▶ Source records:
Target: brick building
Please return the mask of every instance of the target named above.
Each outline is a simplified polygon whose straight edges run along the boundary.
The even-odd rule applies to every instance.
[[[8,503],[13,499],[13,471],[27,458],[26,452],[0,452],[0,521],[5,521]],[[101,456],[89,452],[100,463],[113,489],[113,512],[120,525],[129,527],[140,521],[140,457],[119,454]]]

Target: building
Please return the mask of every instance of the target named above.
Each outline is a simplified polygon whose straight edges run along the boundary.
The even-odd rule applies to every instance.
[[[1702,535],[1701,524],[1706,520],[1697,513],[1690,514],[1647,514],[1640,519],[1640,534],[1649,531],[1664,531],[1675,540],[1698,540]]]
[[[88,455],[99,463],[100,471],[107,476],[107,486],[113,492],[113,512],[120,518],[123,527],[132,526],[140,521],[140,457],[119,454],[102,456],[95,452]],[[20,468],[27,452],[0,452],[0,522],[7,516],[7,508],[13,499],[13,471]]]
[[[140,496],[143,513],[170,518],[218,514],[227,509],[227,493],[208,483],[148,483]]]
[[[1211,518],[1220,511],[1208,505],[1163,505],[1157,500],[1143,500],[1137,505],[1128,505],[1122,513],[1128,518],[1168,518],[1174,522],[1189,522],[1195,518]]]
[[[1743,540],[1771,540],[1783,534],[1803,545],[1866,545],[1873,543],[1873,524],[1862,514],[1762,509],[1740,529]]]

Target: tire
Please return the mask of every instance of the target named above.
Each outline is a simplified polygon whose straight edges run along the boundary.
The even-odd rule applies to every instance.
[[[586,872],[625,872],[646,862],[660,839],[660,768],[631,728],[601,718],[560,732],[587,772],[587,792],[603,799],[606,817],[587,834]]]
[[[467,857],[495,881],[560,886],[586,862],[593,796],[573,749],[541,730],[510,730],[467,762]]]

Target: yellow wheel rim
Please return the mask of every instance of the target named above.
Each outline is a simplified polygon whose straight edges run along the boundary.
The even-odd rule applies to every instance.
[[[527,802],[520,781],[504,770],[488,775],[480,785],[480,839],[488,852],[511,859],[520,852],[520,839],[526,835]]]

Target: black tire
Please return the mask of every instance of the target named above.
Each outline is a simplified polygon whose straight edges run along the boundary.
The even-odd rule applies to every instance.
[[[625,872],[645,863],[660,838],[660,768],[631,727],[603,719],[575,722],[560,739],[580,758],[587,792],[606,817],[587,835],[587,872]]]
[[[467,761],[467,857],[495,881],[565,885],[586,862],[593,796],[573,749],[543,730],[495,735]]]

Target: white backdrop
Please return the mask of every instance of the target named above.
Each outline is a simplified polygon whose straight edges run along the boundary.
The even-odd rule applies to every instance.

▶ WHAT YOU SHOULD DO: Quote each line of the data above exactly as written.

▶ COMPLETED EXERCISE:
Target: brick building
Please return the mask of every instance of the target named above.
Each outline is a simplified polygon whose straight edges run along the boundary.
The even-odd rule applies to every instance.
[[[8,503],[13,499],[13,471],[27,458],[26,452],[0,452],[0,521],[5,521]],[[101,456],[89,452],[100,463],[113,489],[113,512],[120,525],[129,527],[140,521],[140,457],[119,454]]]

Target: building
Please return the mask of every instance of the target named above.
Each outline is a simplified polygon whose straight edges run along the boundary.
The even-odd rule applies to every instance.
[[[1702,535],[1701,524],[1706,520],[1697,513],[1690,514],[1647,514],[1640,519],[1640,534],[1649,531],[1664,531],[1675,540],[1698,540]]]
[[[88,455],[99,463],[100,471],[107,476],[107,486],[113,492],[113,512],[120,518],[123,527],[132,526],[140,521],[140,457],[119,454],[102,456],[95,452]],[[20,468],[27,452],[0,452],[0,522],[7,516],[7,508],[13,499],[13,471]]]
[[[140,496],[143,513],[170,518],[218,514],[227,509],[227,493],[208,483],[148,483]]]
[[[1211,518],[1220,511],[1208,505],[1163,505],[1157,500],[1143,500],[1137,505],[1128,505],[1122,513],[1128,518],[1168,518],[1174,522],[1189,522],[1195,518]]]
[[[1743,540],[1771,540],[1783,534],[1803,545],[1866,545],[1873,543],[1873,524],[1862,514],[1762,509],[1740,529]]]

Target: tire
Please return the mask of every instance of the target named above.
Each outline is a simplified polygon whose straight edges run along the boundary.
The even-odd rule applies to every instance.
[[[586,872],[625,872],[646,862],[660,839],[660,768],[631,728],[601,718],[560,732],[587,772],[587,792],[603,799],[606,817],[587,834]]]
[[[467,857],[495,881],[560,886],[586,862],[593,796],[573,749],[541,730],[510,730],[467,762]]]

Target: yellow wheel rim
Please return the mask of every instance of the target named above.
Each outline is a simplified polygon whose straight edges run along the boundary.
The even-odd rule applies to every instance.
[[[527,802],[520,781],[504,770],[488,775],[480,785],[480,839],[488,852],[511,859],[520,852],[520,839],[526,835]]]

Target: black tire
Please return the mask of every instance of the target named above.
Each outline is a simplified polygon whose straight edges run along the boundary.
The even-odd rule applies to every instance.
[[[625,872],[645,863],[660,838],[660,768],[631,727],[603,719],[575,722],[560,739],[580,758],[587,792],[606,817],[587,835],[587,872]]]
[[[467,761],[467,857],[495,881],[565,885],[586,862],[593,796],[573,749],[543,730],[495,735]]]

Target: white backdrop
Please return the mask of every instance of the target named above.
Each outline is a simplified polygon whose straight edges run along the boundary.
The even-odd rule applies to every instance.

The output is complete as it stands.